:: SUPPLIED ENTRIES ::
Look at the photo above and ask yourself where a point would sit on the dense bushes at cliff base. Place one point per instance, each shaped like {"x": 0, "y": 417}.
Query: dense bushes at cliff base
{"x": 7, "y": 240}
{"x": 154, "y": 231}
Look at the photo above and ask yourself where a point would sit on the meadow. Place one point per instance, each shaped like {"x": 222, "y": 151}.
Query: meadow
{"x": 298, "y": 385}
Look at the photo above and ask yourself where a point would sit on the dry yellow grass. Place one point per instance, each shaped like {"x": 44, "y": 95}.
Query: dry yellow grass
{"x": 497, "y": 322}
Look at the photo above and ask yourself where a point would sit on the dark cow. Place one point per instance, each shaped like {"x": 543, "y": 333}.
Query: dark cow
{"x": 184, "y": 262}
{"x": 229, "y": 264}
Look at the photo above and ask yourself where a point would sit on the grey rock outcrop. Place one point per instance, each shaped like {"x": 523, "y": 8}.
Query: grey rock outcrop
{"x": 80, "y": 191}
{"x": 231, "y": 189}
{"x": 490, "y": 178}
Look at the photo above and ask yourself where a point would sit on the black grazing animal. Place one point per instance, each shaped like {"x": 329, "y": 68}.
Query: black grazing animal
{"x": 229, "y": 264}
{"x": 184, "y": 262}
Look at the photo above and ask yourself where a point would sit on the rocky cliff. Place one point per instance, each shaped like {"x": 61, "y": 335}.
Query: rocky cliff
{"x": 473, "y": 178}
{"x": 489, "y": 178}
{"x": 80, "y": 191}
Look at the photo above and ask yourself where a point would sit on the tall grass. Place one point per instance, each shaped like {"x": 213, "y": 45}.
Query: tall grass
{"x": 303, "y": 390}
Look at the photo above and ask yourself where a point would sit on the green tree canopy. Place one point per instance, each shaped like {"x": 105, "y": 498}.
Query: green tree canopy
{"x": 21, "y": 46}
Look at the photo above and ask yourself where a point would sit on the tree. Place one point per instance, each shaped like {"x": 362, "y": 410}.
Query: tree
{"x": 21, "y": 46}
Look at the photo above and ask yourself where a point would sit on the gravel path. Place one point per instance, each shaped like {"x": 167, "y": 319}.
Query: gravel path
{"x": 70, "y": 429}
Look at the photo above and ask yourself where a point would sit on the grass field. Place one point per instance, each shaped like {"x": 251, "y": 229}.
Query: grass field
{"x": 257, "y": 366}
:::
# EXERCISE DESCRIPTION
Only the lines from the one containing "Query: green tree canopy" through the last line of the records should appear, each written out exactly.

# RESULT
Query: green tree canopy
{"x": 21, "y": 46}
Look at the photo above and ask yourself where a point would sit on the tree. Place one point per instance, each shaped like {"x": 362, "y": 410}.
Query: tree
{"x": 21, "y": 46}
Look at the photo above and ask yourself where a point would sit on the gravel path. Place one point per instance, each shaped like {"x": 167, "y": 319}.
Query: gravel path
{"x": 70, "y": 429}
Look at the photo above and ask yourself where a point would sit on the grass field. Place one point per instance, each shaped like {"x": 251, "y": 229}.
Query: grass field
{"x": 257, "y": 366}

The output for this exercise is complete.